# WRITTEN PROBLEM:
Rename "white wall" to "painted wall" in the records below, starting at the line that has "Accessibility tool request: describe where the white wall" and stopping after the line that has "xmin=624 ymin=28 xmax=640 ymax=356". Give those lines back with nothing else changed, and leave the pictures out.

# Region annotation entries:
^^^^^^^^

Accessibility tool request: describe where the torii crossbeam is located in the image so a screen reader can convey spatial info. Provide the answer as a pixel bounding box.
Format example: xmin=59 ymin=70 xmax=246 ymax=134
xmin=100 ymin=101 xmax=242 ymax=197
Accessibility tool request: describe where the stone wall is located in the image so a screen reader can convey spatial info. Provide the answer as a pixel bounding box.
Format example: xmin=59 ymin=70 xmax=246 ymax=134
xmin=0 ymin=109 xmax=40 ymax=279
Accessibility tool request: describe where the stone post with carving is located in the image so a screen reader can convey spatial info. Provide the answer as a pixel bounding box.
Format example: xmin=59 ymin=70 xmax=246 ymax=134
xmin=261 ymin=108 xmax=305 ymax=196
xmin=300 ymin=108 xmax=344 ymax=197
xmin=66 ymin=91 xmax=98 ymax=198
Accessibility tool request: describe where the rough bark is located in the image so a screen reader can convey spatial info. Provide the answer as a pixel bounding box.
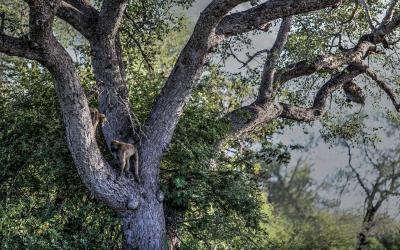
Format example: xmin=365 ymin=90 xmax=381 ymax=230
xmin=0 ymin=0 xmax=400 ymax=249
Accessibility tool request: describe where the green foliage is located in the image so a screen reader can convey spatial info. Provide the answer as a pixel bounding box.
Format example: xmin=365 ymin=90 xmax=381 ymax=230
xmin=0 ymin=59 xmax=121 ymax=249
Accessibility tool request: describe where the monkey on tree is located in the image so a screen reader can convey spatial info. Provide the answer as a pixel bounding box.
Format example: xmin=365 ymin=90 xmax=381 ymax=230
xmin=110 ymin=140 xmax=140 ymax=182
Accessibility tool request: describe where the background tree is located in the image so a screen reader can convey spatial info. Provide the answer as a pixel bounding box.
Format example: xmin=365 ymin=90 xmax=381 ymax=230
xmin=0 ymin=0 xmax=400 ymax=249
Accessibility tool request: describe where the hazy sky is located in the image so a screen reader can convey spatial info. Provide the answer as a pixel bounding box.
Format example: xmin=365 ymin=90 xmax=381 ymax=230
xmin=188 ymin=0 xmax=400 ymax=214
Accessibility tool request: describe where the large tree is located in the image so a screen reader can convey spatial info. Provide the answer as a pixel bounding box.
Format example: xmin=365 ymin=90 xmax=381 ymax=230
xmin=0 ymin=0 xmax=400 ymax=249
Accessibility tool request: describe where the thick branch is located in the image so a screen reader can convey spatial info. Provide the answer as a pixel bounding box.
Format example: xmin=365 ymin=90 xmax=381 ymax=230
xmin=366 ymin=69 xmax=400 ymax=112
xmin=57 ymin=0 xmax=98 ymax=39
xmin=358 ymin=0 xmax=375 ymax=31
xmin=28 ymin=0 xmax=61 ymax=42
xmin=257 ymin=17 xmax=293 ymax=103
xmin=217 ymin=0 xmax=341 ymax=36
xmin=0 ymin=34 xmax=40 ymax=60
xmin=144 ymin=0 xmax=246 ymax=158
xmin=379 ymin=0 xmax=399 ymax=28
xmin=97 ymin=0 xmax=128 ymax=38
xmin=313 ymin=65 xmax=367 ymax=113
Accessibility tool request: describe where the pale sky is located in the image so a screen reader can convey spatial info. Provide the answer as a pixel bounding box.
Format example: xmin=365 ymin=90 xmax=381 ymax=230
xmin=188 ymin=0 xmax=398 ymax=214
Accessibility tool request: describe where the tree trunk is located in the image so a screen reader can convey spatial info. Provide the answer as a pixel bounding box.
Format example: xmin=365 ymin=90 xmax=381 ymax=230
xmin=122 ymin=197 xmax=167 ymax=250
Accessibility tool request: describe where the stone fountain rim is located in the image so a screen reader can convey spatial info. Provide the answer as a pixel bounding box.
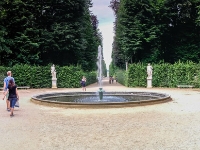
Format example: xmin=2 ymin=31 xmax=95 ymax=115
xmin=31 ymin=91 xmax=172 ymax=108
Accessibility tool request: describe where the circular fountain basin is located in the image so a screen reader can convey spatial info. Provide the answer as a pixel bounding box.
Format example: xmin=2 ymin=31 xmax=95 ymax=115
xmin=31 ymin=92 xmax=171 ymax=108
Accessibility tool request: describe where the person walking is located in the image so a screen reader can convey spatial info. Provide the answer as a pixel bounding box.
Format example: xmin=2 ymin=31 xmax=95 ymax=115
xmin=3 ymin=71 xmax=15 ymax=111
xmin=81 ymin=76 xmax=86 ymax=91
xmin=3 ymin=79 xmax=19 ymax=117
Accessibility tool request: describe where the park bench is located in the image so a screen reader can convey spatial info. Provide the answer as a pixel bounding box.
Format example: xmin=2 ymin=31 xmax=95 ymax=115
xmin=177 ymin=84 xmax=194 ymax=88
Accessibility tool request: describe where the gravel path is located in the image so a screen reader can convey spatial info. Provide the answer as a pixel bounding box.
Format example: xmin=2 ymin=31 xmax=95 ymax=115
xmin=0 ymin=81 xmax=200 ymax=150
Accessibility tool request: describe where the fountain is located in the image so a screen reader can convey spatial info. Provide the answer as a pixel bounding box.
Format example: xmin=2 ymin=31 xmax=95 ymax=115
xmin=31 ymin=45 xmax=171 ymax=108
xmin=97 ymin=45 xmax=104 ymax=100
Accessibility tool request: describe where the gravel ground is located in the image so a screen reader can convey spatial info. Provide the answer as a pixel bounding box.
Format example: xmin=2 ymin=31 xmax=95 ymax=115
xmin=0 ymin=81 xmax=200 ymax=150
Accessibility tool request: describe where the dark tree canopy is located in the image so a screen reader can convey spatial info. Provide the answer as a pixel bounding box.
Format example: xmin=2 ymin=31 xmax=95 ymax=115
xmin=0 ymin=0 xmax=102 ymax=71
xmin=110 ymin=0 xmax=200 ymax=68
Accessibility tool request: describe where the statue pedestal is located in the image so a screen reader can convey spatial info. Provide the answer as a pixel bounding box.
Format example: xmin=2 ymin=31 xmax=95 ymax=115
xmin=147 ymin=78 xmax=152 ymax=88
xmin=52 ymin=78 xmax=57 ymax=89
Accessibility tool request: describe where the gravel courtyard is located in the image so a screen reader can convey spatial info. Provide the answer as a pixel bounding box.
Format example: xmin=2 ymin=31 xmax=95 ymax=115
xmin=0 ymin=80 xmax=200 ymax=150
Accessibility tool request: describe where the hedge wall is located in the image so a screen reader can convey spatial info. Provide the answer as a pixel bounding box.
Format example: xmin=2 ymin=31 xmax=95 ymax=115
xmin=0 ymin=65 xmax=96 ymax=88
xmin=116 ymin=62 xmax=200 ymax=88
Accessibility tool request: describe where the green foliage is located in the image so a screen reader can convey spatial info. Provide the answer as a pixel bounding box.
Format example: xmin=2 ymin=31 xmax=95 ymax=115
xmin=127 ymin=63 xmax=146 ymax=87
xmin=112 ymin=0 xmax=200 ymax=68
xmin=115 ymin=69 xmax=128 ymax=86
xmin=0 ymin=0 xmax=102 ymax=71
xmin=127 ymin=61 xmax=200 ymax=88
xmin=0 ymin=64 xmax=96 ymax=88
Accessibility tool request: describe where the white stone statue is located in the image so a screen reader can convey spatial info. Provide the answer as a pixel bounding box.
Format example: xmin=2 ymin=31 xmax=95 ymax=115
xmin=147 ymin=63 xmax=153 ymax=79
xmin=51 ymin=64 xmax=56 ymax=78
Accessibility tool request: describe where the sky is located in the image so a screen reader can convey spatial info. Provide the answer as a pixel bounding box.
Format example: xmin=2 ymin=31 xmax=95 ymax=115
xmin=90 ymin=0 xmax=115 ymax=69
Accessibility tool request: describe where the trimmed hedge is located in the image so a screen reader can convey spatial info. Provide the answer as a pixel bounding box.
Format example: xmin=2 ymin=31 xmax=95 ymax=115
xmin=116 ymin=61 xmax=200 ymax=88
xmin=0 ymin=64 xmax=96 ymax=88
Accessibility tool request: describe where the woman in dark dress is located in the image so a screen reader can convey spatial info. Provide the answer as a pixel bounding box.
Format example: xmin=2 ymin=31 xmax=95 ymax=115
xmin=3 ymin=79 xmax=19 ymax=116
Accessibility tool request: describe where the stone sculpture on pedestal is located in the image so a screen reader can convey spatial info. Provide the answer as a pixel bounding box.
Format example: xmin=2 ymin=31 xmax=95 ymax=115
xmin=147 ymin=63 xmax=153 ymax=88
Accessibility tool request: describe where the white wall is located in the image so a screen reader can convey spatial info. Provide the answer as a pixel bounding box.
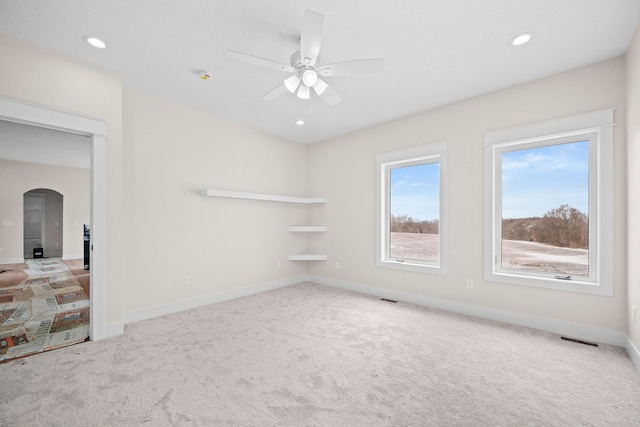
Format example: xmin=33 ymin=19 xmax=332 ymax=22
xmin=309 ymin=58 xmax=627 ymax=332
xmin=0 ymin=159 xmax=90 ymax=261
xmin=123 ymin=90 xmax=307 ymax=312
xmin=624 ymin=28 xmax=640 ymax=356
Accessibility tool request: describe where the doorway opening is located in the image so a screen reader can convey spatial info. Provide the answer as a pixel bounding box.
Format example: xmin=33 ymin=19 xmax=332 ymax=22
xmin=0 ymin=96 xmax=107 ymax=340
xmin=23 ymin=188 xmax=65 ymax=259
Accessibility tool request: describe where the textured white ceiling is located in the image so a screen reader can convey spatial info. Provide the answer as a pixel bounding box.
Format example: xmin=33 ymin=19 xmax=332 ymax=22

^^^^^^^^

# RESPONSE FOR THIS EXERCISE:
Accessibility tool request: describe where the painted wall is located in the image so a screen reader can convey spatial info. Provide the answer as a pixel bounding box.
Format example: xmin=33 ymin=19 xmax=332 ymax=22
xmin=309 ymin=58 xmax=627 ymax=332
xmin=0 ymin=159 xmax=90 ymax=261
xmin=123 ymin=90 xmax=307 ymax=312
xmin=624 ymin=28 xmax=640 ymax=356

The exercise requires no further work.